Extract provided —
┄┄┄┄┄┄┄┄┄┄┄┄┄┄┄┄┄┄┄┄
Okay lets get started. For now this is what
you will need for the basic construction.

**Safety First**
Tools Needed:
Tape Measure
Saw
Hole Saw
Drill & Bits
Sander
Jigsaw
Square
Dowel Jig
Clamps
Router

Materials Needed:
4 Sheet of 3/4 plywood A/C type (Sanded on
one side)
12 Cap Bolts, washers, and wing nuts
Epoxy Glue for Cap Bolts
Dowels
Wood Glue
Wood Screws
Wood Filler
And this is how we are going to build it.
First thing that needs to be done is find the center point for the arcs. I decided to use the
whole sheet of plywood for my table (4' x 8') so to find the center of the arc measure 24” across
the end, then measure 24” up each side. Then use the square to mark where the center is. Drill a
hole for a nail; drill it instead of beating the nail in with a hammer.
The square I use is made out of wood so I
laid it out for every arc I will need to make,
drilled the holes big enough for a pencil to
fit put a nail in the hole I drilled into the
plywood (center point) and made my first
mark at 24''. This needs to be done to one
other sheet of plywood.
Then cut both of the sheets of plywood. Not
at the same time. Save the cut-offs we will
use them to build up the height of the table.
Set one of the sheets of plywood aside. I
used my square again to draw a 4'' ring
around the arc (20'' from the center hole)
and a straightedge for the long sides, then I
used my saw with a fence on it to cut the
long sides and the jig saw to cut the arc, the
cut offs are good to clamp in place so the
ring doesn't fall through when cutting. This
sheet of plywood is the top piece of the rail
and the base of the table. Before setting this
aside to cut the next sheet of plywood put a
mark on both pieces so you know how to
put it back together.
With the other
sheet of plywood,
lay it out for the
racetrack and felt
part of the table.
The
measurements
you lay out are
12'' (center felt
piece), 16'' (center
line for the cup
holders) and 22''
(This is the other
half of the rail)
Next pulled a tape and
make marks at 19 1/4'',
38 1/2'', 57 1/2''and 76
3/4'' lay the tape near
the 16'' line then take
the square, where the
marks intersect with
the 16'' line is the
center of the cup
holders. For the end
cup holders 24'' is the
center mark for those.
┄┄┄┄┄┄┄┄┄┄┄┄┄┄┄┄┄┄┄┄
Listed records —
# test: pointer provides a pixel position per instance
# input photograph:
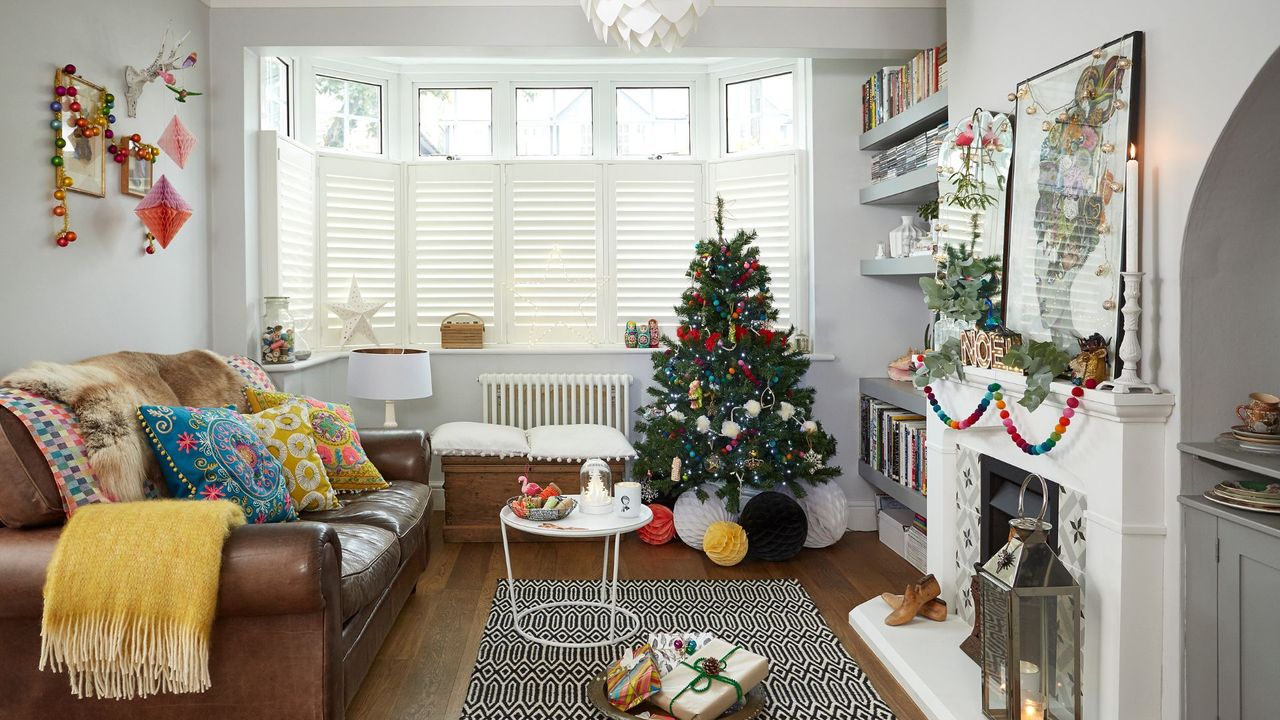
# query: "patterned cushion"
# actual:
(252, 373)
(337, 440)
(214, 454)
(286, 431)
┄┄┄┄┄┄┄┄┄┄┄┄┄┄┄┄┄┄┄┄
Objective — Translate the sentence "Then use the square to mark where the center is." from the table-building instructions into Spanish. Rely only on the table-building instructions for what follows.

Exercise response — Luego usa la escuadra para marcar dónde está el centro.